-- TASK DESCRIPTION --
Copy out each line of the material in which the word "dark" appears.

-- TASK MATERIAL --
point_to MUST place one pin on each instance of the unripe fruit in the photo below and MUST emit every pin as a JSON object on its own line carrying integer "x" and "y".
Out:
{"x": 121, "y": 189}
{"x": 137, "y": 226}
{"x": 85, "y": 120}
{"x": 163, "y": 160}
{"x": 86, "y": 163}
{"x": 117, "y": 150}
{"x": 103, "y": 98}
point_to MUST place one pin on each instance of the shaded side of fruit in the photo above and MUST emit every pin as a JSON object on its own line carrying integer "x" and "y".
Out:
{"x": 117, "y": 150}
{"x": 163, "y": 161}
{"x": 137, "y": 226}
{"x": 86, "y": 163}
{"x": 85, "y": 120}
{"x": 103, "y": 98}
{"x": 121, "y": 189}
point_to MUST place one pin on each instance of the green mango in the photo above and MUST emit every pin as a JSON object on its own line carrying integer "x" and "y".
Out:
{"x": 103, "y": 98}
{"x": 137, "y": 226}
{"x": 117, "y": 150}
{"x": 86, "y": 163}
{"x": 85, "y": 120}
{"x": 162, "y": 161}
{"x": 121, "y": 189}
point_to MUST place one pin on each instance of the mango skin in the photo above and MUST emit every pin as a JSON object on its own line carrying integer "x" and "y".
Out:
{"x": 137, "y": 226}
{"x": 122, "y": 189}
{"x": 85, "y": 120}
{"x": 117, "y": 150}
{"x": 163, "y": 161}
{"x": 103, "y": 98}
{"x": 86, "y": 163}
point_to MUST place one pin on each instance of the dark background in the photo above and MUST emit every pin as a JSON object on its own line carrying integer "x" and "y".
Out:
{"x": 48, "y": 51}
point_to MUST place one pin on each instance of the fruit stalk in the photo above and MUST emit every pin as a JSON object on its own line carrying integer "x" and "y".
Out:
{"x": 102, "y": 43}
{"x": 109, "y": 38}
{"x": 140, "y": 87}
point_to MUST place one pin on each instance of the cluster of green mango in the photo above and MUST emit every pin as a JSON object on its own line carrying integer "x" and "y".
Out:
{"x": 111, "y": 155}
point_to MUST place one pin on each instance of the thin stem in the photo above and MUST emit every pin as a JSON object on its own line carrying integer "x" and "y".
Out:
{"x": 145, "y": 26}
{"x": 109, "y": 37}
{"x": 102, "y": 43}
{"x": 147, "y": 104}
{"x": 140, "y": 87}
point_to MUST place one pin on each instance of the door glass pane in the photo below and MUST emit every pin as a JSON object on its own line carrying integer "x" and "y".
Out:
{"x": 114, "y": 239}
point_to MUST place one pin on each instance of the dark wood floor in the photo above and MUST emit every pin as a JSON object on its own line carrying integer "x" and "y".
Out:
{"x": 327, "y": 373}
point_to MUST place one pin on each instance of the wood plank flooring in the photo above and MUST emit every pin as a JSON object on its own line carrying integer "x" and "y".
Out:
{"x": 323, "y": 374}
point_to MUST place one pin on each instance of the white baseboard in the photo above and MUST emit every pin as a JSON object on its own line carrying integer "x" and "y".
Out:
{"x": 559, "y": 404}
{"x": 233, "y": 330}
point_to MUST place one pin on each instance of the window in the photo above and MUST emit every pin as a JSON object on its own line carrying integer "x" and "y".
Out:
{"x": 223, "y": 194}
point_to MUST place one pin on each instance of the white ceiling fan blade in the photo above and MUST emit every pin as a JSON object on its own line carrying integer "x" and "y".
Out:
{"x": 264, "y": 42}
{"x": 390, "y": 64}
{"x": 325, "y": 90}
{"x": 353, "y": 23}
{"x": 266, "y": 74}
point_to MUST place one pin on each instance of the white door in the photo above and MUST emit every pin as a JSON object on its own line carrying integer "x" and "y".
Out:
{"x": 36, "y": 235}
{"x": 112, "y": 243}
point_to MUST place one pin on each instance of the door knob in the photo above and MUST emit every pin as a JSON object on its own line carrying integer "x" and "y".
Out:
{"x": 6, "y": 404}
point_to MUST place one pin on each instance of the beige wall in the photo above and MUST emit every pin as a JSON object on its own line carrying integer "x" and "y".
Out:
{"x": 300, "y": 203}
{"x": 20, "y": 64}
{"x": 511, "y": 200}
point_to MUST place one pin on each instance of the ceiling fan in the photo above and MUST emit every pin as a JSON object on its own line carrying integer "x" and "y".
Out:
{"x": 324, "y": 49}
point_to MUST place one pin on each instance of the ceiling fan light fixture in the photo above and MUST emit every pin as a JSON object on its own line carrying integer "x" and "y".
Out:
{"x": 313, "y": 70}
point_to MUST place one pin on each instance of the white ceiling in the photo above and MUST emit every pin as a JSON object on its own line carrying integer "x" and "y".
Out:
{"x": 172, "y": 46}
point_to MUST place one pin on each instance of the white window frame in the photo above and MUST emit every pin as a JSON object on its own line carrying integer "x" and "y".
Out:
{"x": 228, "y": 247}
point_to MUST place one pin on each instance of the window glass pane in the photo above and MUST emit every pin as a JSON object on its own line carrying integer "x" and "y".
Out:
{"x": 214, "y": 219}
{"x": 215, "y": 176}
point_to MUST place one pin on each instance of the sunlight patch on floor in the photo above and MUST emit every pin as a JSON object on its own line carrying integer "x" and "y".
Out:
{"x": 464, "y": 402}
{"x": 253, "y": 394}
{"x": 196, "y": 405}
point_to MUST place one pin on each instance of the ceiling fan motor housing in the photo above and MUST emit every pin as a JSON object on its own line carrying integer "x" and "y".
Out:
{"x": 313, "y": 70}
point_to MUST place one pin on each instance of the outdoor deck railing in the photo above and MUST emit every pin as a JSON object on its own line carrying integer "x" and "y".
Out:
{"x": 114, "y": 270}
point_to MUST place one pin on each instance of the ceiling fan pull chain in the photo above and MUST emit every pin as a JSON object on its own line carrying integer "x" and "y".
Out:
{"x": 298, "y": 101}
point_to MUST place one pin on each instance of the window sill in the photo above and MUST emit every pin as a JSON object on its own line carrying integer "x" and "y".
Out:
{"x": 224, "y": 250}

-- EXPECTED ANSWER --
point_to MUST place one pin on each instance of the dark background in the photo above and MUST emit every pin as a JSON object on its own line carrying integer "x" and "y".
point_to MUST place one pin on each instance of the dark wood floor in the photo above and MUST emit every pin as a JSON object on its own line carrying integer "x" and "y".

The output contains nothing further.